Text:
::::::::::
Additional MADIVA publications

MADIVA also has produced a review of the literature to uncover multimorbidity patterns and gaps in African-ancestry populations. The MADIVA team analyzed 232 publications from 2010 to 2022 and found diverse multimorbidity patterns among different African-ancestry populations, though cardiovascular and metabolic diseases were the most common. “The trend we saw was that, if people are studying diaspora populations, often one element of the multimorbidity was mental health, while in continental Africa, infectious diseases, such as HIV, malaria, or tuberculosis, feature within the multimorbidity spectrum as they contribute to multiple long-term conditions,” says Ramsay. Risk factors such as older age, female sex, and lower socioeconomic status were consistent with global trends, still the review identified a lack of translational research as one of several research gaps and emphasized that African Americans should not be treated as proxies for all African-ancestry populations. “We just don't have enough data representative of African regions and ethnic groups to develop robust conclusions,” says Ramsay.

Headshot of Scott Hazelhurst, wearning glasses, smiling Photo courtesy of Scott Hazelhurst Scott Hazelhurst, PhD

One other MADIVA publication, “the first from the machine learning side of the project,” aims to improve how multimorbidity is understood in African populations, says Ramsay. MADIVA employs “automatic stratification of the data,” a technique that does not begin with the researchers’ hypotheses, but instead uses machine learning to sort the data and so reveal, for example, which groups are overrepresented by multimorbidity or what the associated characteristics (such as a person’s age or cholesterol level) are. The findings show that certain high-risk groups appear consistently across both locations (in South Africa and Kenya), suggesting that these patterns are robust and transferable within the African context. Ramsay and her co-authors note that this work demonstrates how modern data science tools can complement traditional public health research, while laying a foundation for more context-specific and precise research to manage health conditions in Africa.
::::::::::
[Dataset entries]
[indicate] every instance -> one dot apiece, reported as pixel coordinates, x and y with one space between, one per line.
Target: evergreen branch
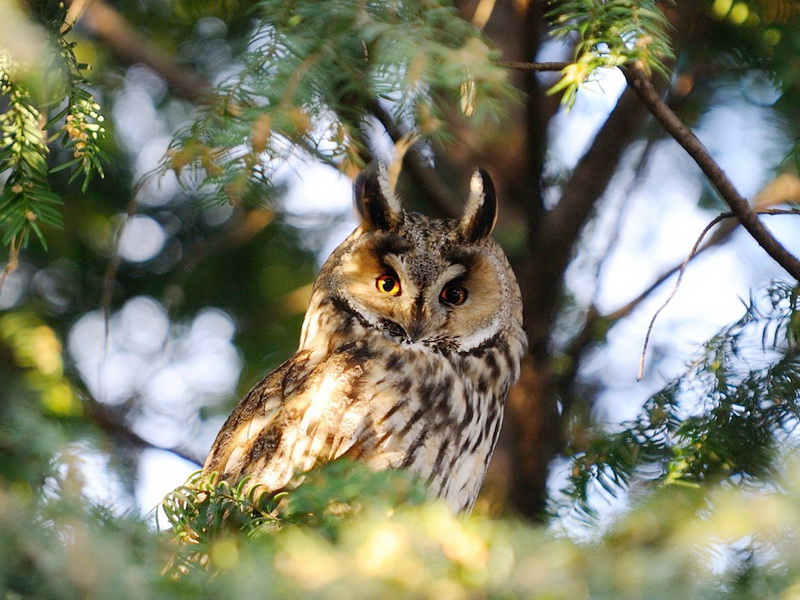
314 75
610 33
26 200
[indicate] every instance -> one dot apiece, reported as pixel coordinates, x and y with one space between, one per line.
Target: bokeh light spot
142 239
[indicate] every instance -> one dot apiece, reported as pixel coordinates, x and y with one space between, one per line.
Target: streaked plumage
411 341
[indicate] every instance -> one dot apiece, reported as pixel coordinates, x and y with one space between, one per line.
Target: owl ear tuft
376 205
480 214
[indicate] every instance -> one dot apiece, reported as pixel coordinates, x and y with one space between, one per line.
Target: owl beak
416 330
418 327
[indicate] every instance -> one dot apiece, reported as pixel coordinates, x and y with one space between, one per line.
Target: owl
412 338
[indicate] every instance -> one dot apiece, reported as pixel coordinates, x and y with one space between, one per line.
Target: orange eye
453 294
388 285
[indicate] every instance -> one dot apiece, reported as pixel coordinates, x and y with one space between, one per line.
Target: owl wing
288 422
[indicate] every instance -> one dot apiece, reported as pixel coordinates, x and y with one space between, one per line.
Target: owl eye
454 294
388 285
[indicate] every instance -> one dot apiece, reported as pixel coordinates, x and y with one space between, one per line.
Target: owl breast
436 414
411 341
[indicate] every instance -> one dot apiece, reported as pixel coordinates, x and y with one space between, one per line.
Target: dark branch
682 270
740 208
526 66
129 47
106 421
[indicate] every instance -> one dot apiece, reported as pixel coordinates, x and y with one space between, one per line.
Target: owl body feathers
411 372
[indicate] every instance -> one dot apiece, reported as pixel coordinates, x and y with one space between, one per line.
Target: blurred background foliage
173 174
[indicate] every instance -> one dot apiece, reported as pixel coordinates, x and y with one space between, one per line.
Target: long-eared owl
411 341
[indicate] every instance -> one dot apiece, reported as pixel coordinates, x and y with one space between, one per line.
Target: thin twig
526 66
717 219
640 82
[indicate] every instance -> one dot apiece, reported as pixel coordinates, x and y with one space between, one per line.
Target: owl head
440 284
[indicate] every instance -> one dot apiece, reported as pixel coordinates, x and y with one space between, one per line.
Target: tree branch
106 421
741 209
682 270
130 47
537 66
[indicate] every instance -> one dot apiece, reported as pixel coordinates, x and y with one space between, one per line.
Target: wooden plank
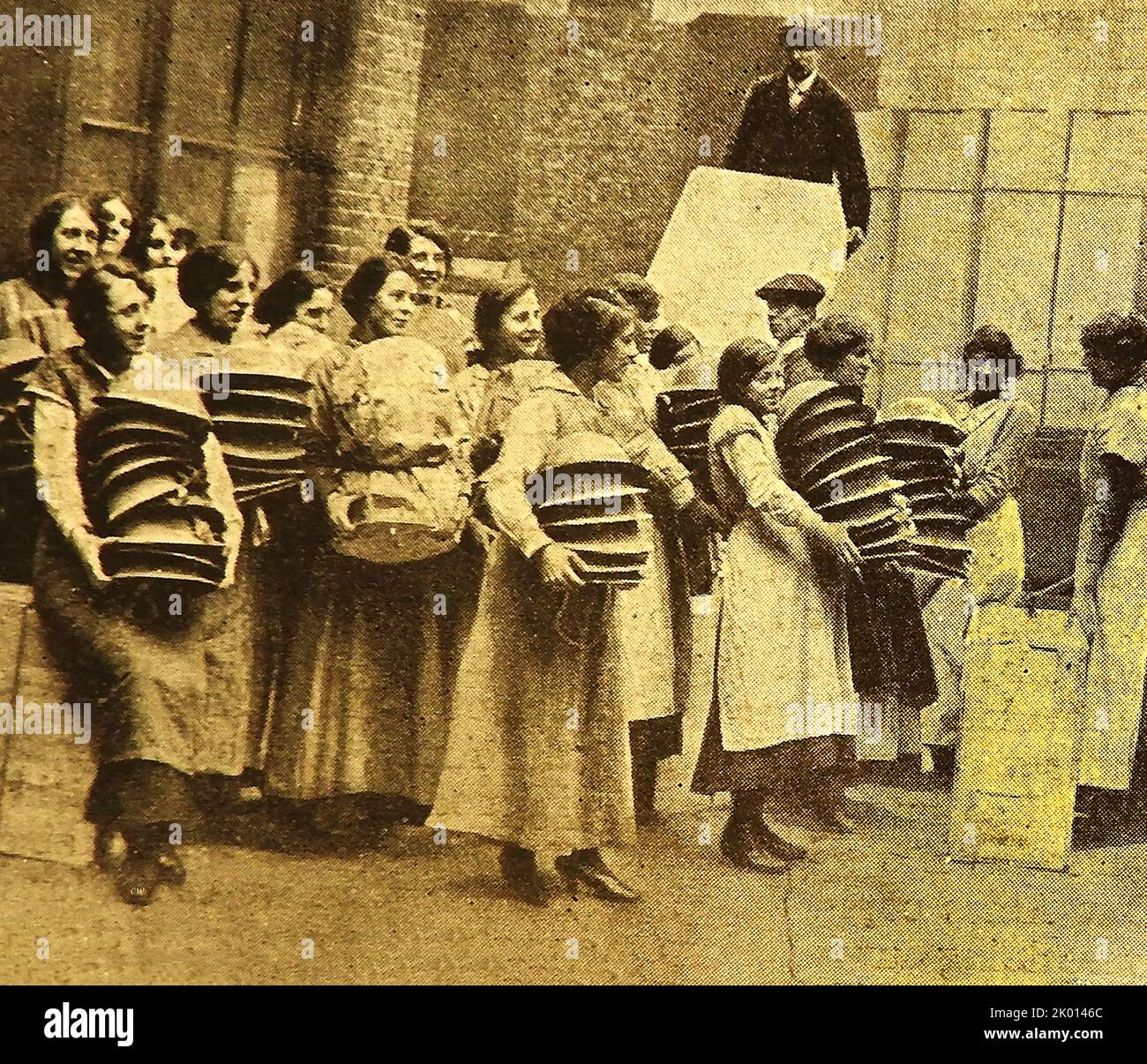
1014 796
44 779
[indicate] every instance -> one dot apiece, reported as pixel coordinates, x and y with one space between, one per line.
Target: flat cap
794 286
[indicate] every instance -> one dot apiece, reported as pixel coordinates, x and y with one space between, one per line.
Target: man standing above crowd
798 125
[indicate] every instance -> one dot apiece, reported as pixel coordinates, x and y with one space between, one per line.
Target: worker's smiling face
801 62
787 320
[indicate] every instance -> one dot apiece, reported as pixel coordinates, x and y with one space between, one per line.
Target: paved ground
882 906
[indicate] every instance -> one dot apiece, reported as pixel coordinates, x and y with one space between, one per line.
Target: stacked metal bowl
922 444
830 453
147 490
684 416
260 420
19 359
591 498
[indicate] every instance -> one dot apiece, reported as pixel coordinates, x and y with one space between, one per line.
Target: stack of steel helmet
924 445
830 453
589 498
146 489
684 416
19 358
260 418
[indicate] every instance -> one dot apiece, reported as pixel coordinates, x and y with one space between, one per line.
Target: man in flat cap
798 125
792 301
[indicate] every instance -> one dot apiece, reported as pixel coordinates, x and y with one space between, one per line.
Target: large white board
733 232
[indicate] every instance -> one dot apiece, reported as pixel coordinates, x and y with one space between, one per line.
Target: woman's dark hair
493 302
44 225
207 268
276 304
1120 339
738 363
638 293
87 304
401 236
580 324
668 344
990 343
183 236
364 284
832 339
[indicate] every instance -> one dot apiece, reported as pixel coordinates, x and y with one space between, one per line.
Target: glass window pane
929 281
1017 257
1108 153
201 71
1025 149
943 149
1099 259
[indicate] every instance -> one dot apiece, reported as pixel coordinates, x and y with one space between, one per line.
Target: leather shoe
138 880
738 848
589 871
521 873
768 838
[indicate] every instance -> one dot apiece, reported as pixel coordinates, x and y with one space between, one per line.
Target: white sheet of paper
733 232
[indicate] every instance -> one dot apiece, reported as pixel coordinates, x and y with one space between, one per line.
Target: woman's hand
339 509
836 542
559 566
1085 611
482 533
703 516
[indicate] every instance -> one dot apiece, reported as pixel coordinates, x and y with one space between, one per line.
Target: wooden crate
44 780
1016 783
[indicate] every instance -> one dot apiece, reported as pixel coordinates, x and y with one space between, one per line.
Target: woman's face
521 328
115 221
161 248
763 393
73 242
853 368
618 355
429 264
316 312
127 324
393 307
1105 371
229 303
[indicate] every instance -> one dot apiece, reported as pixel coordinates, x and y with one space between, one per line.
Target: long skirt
148 659
363 705
538 751
1117 664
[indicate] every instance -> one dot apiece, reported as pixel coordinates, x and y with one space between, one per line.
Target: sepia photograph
574 492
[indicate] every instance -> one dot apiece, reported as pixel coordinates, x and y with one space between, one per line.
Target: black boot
522 876
738 839
588 868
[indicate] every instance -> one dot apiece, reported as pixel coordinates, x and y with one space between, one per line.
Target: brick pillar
368 190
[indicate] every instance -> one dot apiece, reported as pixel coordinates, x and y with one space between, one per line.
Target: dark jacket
813 144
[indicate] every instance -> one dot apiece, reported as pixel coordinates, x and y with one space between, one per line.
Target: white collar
802 86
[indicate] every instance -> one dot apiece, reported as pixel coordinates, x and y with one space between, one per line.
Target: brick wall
371 104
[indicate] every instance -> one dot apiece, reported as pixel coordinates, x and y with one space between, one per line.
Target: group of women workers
401 639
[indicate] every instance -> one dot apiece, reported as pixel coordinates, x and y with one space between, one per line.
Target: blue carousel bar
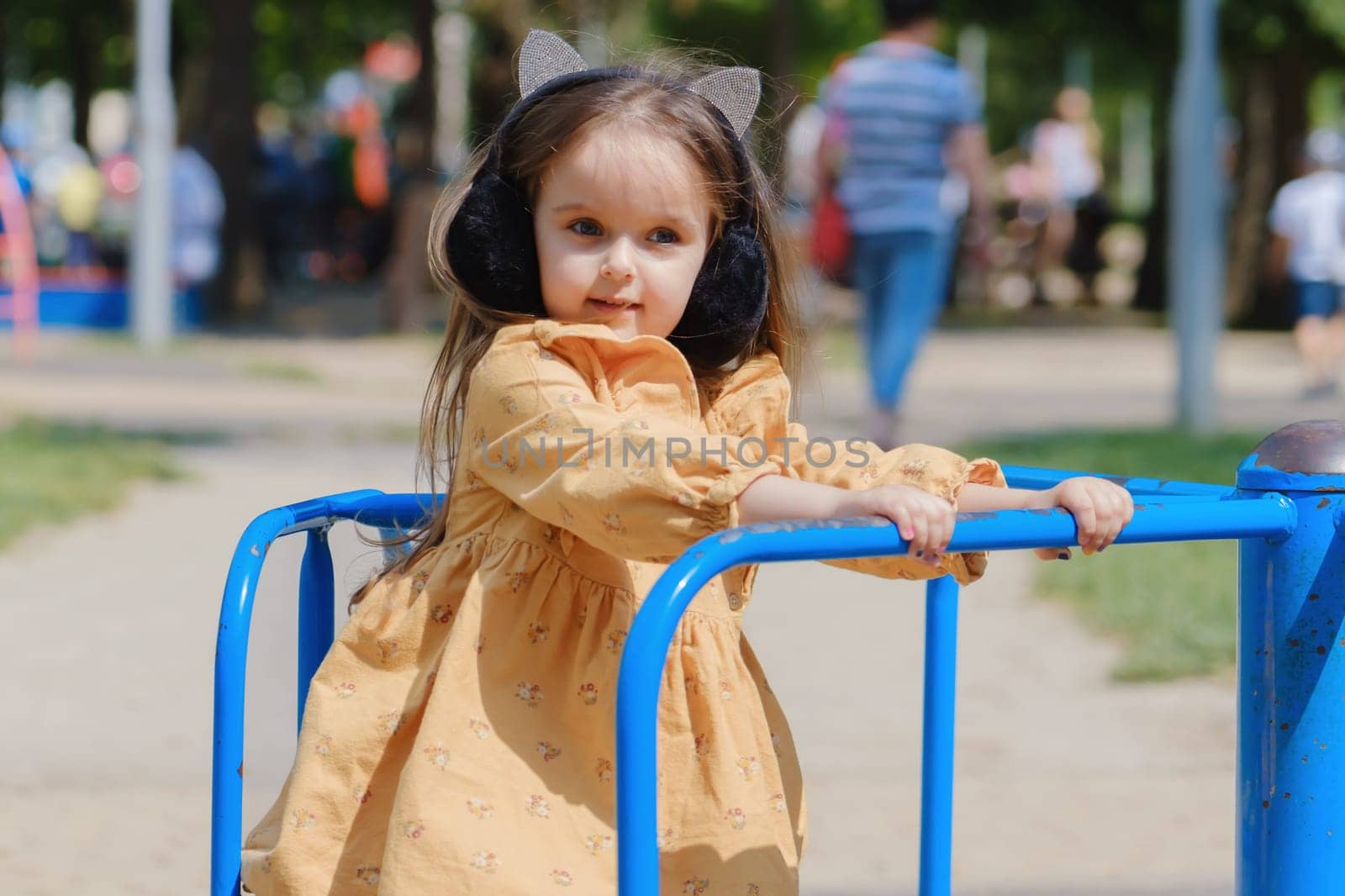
1284 512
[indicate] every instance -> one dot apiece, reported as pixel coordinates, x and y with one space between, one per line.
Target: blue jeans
903 277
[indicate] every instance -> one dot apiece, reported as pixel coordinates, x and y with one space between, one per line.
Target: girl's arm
1100 509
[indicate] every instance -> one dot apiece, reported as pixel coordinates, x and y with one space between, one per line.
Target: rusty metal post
1291 672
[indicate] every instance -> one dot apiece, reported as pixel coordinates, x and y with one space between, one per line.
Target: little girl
611 389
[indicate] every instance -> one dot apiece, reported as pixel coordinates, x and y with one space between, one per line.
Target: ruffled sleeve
603 437
753 403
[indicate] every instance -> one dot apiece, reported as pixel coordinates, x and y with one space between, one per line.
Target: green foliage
53 472
1172 607
750 30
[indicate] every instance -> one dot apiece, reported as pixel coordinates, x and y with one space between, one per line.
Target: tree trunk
423 103
230 136
1254 183
82 45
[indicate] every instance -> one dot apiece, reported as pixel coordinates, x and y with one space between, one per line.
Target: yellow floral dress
461 735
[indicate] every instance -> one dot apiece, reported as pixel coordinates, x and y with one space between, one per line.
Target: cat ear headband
491 245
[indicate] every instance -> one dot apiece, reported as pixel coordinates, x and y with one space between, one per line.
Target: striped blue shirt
894 107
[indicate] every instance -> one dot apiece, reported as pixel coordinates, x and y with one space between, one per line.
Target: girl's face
622 222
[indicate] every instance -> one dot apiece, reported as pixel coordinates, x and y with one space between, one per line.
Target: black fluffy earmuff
493 249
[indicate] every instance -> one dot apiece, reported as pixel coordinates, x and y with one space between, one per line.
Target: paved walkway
1067 783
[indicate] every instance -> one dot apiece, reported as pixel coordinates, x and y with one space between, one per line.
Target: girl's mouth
612 307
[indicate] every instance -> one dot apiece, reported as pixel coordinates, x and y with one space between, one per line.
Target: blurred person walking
1306 219
1067 167
899 114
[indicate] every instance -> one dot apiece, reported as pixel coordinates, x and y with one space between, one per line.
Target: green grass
53 472
1172 607
260 369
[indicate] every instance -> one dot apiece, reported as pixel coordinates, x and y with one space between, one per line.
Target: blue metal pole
939 712
1196 241
651 633
316 618
1140 486
226 786
1291 672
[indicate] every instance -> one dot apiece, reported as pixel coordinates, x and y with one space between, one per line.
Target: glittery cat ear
735 92
544 57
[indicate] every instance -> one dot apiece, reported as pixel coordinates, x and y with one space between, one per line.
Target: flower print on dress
748 767
598 844
916 470
390 721
437 755
529 693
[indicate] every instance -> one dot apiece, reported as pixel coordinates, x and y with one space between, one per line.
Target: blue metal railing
1291 580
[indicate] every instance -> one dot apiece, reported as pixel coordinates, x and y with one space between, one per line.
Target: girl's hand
1100 509
923 519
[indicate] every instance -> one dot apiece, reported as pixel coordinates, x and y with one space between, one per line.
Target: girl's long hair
657 107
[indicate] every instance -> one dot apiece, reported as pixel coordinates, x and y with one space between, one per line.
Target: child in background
1308 219
620 304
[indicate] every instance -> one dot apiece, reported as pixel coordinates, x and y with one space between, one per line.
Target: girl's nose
618 264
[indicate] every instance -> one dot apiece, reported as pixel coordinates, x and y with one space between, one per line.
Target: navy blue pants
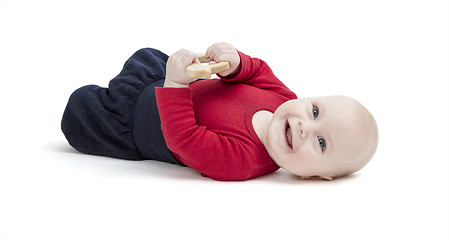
121 121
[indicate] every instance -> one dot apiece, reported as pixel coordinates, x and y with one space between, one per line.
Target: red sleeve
255 72
219 157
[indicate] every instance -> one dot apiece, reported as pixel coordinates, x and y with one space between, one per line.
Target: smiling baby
244 124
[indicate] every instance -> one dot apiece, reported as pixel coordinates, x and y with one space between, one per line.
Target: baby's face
323 136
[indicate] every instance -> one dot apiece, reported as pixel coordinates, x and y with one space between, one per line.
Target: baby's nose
302 132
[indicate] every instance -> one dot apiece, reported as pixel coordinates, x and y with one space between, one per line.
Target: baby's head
323 137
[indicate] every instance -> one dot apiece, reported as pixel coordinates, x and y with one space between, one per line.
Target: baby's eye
::::::::::
Your assignment: In the MADIVA text, how many publications did the literature review analyze, and from which years?

Your solution: It analyzed 232 publications from 2010 to 2022.